**Document:**
James Melvin Johnson Sr. poses for a portrait on part of his 40 acres of farmland in Jackson, Tenn., on Wednesday, Dec. 5, 2023. The land is currently empty but in season Johnson will grow soybeans. Johnson and his brother-in-law L.V. Jackson are applying for a piece of a $2.2 billion USDA Discrimination Financial Assistance Program, which aims to provide financial assistance to farmers, ranchers and forest landowners who experienced discrimination in USDA farm lending programs prior to 2021.

At 72, Johnson hopes to retire soon. Jackson, 75, said his last year of farming was in 1984, the year before he started working for the University of Tennessee's agricultural extension service. But he remembers details from the decades of racism he faced as though they were yesterday, he said.

"Built into the system are ways that they could help you, but only if they wanted to help you," he said.

Both Jackson and Johnson said discriminatory practices by the USDA and its local agents cost them years of heartache and property loss. Both men said agents regularly withheld information about relief programs and other government help available to them.

Johnson said he found out from one friendly agent that he'd been shorted on disaster assistance payments for years. He said the financial loss is almost impossible to estimate.

"And you wouldn't believe the figures if I could," Johnson said.

L.V. Jackson, a retired farmer, and his brother-in-law James Melvin Johnson Sr. pose for a portrait on a part of Johnson’s 40 acres of farmland in Jackson, Tenn., on Wednesday, Dec. 6, 2023. The land is currently empty but in season Johnson will grow soybeans. The men are applying for a piece of a $2.2 billion USDA Discrimination Financial Assistance Program, which aims to provide financial assistance to farmers, ranchers and forest landowners who experienced discrimination in USDA farm lending programs prior to 2021.

The worst hard year

Johnson and Jackson point to 1973 as one of the worst years they endured as farmers. That was the year the skies dumped so much rain the soybeans were submerged. What could be harvested was choked with mud.

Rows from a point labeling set

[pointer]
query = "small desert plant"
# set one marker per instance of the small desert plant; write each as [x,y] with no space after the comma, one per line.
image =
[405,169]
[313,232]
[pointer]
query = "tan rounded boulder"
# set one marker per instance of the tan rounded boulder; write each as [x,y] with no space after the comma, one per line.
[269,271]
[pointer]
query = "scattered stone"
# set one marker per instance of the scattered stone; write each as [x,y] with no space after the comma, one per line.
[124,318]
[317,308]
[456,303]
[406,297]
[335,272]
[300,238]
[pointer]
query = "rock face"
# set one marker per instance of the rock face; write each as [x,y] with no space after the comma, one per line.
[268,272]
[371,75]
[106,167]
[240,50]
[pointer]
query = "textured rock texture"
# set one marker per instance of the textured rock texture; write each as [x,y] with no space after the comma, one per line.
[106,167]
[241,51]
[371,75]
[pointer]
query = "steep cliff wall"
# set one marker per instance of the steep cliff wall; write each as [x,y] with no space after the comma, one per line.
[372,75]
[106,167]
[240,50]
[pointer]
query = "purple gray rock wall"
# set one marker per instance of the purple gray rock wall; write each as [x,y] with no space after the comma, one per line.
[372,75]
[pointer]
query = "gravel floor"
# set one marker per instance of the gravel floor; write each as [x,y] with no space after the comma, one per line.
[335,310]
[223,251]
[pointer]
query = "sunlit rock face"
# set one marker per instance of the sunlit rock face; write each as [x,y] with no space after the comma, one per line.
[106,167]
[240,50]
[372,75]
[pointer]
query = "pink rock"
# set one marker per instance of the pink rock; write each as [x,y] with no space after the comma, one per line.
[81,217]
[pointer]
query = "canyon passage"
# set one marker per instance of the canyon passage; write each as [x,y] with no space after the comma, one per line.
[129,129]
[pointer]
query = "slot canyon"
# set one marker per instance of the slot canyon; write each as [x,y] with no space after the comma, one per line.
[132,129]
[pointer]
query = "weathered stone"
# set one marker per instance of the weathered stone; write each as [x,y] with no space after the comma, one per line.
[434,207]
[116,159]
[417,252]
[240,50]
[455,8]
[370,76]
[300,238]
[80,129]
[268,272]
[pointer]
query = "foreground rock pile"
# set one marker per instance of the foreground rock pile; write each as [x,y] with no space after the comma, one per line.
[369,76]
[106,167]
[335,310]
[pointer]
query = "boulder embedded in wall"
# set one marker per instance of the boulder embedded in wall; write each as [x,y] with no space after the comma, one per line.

**What you will do:** Could you echo, word for word, the passage of the article about the Tennessee farmers that opens with the words containing "Both Jackson and" and closes with "available to them."?

**Solution below:**
Both Jackson and Johnson said discriminatory practices by the USDA and its local agents cost them years of heartache and property loss. Both men said agents regularly withheld information about relief programs and other government help available to them.